### Goal of the exercise
Please state how many lines of the material below contain the string "island", treating uppercase and lowercase as different. Give only the number.

A series of records:
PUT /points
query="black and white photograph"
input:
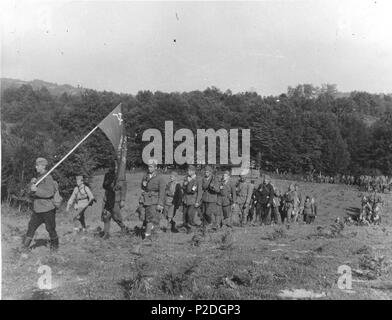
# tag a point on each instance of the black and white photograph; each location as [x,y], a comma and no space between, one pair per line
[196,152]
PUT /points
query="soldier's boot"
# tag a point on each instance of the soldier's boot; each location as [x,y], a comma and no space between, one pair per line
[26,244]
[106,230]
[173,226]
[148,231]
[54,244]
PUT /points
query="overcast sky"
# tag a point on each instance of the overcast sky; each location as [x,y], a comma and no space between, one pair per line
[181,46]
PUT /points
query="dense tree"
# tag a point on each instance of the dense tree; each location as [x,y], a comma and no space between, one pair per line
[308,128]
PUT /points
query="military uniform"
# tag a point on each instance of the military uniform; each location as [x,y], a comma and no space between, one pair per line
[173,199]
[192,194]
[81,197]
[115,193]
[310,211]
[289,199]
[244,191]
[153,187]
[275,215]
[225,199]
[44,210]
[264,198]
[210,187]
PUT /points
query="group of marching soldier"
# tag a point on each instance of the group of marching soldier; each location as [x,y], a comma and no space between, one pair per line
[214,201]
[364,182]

==

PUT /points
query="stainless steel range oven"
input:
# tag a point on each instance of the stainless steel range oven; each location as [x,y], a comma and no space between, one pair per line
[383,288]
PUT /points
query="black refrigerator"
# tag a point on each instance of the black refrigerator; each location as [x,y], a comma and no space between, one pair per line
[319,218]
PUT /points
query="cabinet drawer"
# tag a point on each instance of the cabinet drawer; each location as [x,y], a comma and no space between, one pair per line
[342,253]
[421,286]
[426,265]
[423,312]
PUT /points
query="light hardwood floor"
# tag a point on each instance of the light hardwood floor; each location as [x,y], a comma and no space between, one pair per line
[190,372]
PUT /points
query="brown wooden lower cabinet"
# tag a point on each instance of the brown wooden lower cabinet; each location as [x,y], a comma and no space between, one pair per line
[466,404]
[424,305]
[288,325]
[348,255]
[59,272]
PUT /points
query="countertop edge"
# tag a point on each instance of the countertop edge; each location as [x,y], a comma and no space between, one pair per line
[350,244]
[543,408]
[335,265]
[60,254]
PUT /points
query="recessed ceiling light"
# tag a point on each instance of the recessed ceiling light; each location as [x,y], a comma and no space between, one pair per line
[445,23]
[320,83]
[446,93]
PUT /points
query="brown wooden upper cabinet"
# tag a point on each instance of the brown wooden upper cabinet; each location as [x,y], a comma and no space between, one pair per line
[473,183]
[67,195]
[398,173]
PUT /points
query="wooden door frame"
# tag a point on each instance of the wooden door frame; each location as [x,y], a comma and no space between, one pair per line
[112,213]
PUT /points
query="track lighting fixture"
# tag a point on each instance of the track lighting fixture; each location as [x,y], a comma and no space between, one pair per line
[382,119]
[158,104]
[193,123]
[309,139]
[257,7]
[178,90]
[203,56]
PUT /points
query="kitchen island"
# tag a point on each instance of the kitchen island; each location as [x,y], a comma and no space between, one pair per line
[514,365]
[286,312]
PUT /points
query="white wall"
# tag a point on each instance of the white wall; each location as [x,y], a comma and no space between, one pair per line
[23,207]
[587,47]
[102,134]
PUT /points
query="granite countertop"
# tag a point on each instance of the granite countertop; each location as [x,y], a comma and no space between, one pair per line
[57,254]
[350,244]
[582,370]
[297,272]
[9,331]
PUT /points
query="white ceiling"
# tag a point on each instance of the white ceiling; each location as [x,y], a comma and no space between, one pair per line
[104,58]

* * *

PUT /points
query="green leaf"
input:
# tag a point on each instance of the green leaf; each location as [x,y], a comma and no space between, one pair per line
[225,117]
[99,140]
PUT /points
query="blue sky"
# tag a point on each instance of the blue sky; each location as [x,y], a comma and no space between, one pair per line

### Answer to this exercise
2